> Selection

-- Begin --

Class 11 Maths NCERT Solutions Chapter 1 Ex 1.4 – Union and Intersection of Sets | Boundless Maths
Ex 1.4 Class 11 Maths NCERT Solutions · Chapter 1

Class 11 Maths NCERT Solutions Chapter 1 Ex 1.4 – Union and Intersection of Sets

Free, step-by-step Class 11 Maths NCERT Solutions for Chapter 1 Ex 1.4 — all 12 questions solved, with Venn diagrams for union, intersection, set difference, and disjoint sets, for CBSE 2026-27.

This is the longest exercise in the chapter, but it repeats only four operations across many sets: union (combine everything), intersection (keep only the overlap), difference (what's in one set but not the other), and the special case of disjoint sets (no overlap at all). Questions 1–4 build up union, Questions 5–7 do the same for intersection, Question 8 introduces disjoint sets visually, Questions 9–10 cover set difference, and Questions 11–12 close with a classic result (R − Q = irrational numbers) and a set of true/false disjoint checks. Every diagram-worthy idea here is illustrated with a Venn diagram alongside the working.

12Questions
Easy–HardDifficulty Mix
2026-27CBSE Syllabus

Class 11 Maths NCERT Solutions Chapter 1 Ex 1.4 — All 12 Questions

1

Find the union of each of the following pairs of sets:
(i) X=\{1,3,5\}, Y=\{1,2,3\}
(ii) A=\{a,e,i,o,u\}, B=\{a,b,c\}
(iii) A=\{x : x \text{ is a natural number and a multiple of 3}\}, B=\{x : x \text{ is a natural number less than 6}\}
(iv) A=\{x : x \text{ is a natural number and } 1\lt x\le6\}, B=\{x : x \text{ is a natural number and } 6\lt x\lt10\}
(v) A=\{1,2,3\}, B=\phi

Easy +
Solution

The union of two sets combines every element that is in either set, writing each shared element only once.

U A B
A∪B: the shaded region is everything in A, in B, or in both.

-- End --

> Source material
-- Begin --

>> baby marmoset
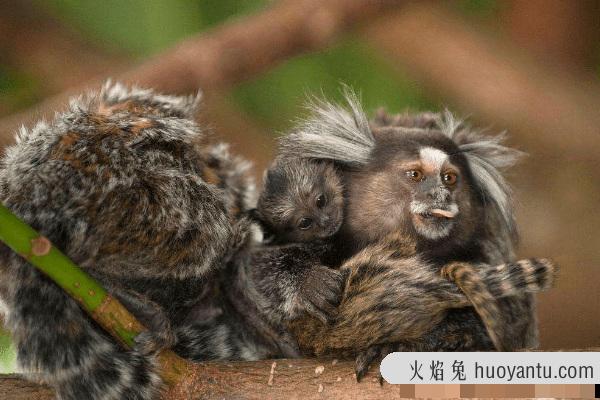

-- End --

> Tasks to complete
a) According to the page on union and intersection of sets, which questions cover set difference?
b) Revise the union and intersection page from "This is the" to "alongside the working.", changing "longest" to "biggest".
c) Pick up the page on union and intersection of sets after its last line and keep writing it.
None of the lines are needed here.

> Task responses
a) Questions 9–10 cover set difference.

b)
This is the biggest exercise in the chapter, but it repeats only four operations across many sets: union (combine everything), intersection (keep only the overlap), difference (what's in one set but not the other), and the special case of disjoint sets (no overlap at all). Questions 1–4 build up union, Questions 5–7 do the same for intersection, Question 8 introduces disjoint sets visually, Questions 9–10 cover set difference, and Questions 11–12 close with a classic result (R − Q = irrational numbers) and a set of true/false disjoint checks. Every diagram-worthy idea here is illustrated with a Venn diagram alongside the working.

c)
(i) Combine the elements of X and Y, listing 1 and 3 (common to both) only once.

X\cup Y=\{1,2,3,5\}

(ii) Combine the elements of A and B; a is common to both and is listed once.

A\cup B=\{a,b,c,e,i,o,u\}

(iii) A=\{3,6,9,12,\ldots\} (multiples of 3), B=\{1,2,3,4,5\}. Combining gives every natural number less than 6, together with every multiple of 3.

A\cup B=\{1,2,3,4,5,6,9,12,15,\ldots\}

(iv) A=\{2,3,4,5,6\}, B=\{7,8,9\}. These sets share no elements, so the union simply lists all of them together.

A\cup B=\{2,3,4,5,6,7,8,9\}

(v) Since B=\phi has no elements, the union is just A itself.

A\cup B=\{1,2,3\}
2

Let A=\{a,b\}, B=\{a,b,c\}. Is A\subset B? What is A\cup B?

Easy +
Solution

Both a and b, the elements of A, are also elements of B.

Yes, A ⊂ B.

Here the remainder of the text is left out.